# SOURCE
%%

Q: I am going for a job interview next week that could prove tricky. It’s a new position within our organisation – we’re a charity – and while they have outlined a job spec, there are still a million and one unanswered questions in terms of how the job will pan out. Is it permissible to put questions to the interview panel to help me clarify a few key points? (LT, email).
A: In a word, yes.
Your answer reflects a common ‘defensive’ mind set among candidates. It suggests that there are a set of rules or protocols that you must observe, and also implies that the interview panel will be monitoring those rules and protocols with great vigilance.
This is not likely to be the case for a number of reasons:
- It’s new territory for all concerned, so some exploration of roles and duties is inevitable;
- They may welcome clarification questions as that could help them fine-tune the nuances of the role – just make sure you don’t bore holes in them with your questions;
- An insightful question can help to enhance the quality of the interview. In an interview, the challenge is to make the discussion as real or as concrete as possible. If you need to know something about the job, ask it: it will save you – and them – from having a conversation in a vacuum.

%%

# REQUEST
Update the interview advice from "Q: I am going" through "points? (LT, email).", replacing "charity" with "nonprofit". The listing after this point plays no part in the work.

# SUPPLIED INFORMATION
%%

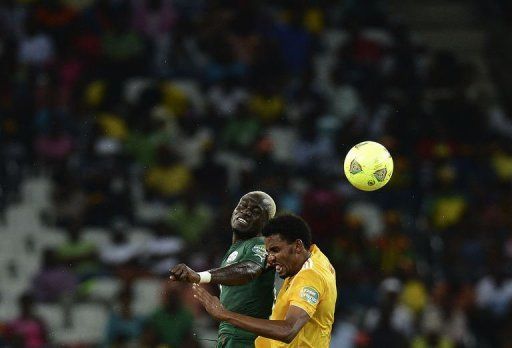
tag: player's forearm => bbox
[209,261,263,286]
[221,310,298,343]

%%

# TASK SOLUTION
Q: I am going for a job interview next week that could prove tricky. It’s a new position within our organisation – we’re a nonprofit – and while they have outlined a job spec, there are still a million and one unanswered questions in terms of how the job will pan out. Is it permissible to put questions to the interview panel to help me clarify a few key points? (LT, email).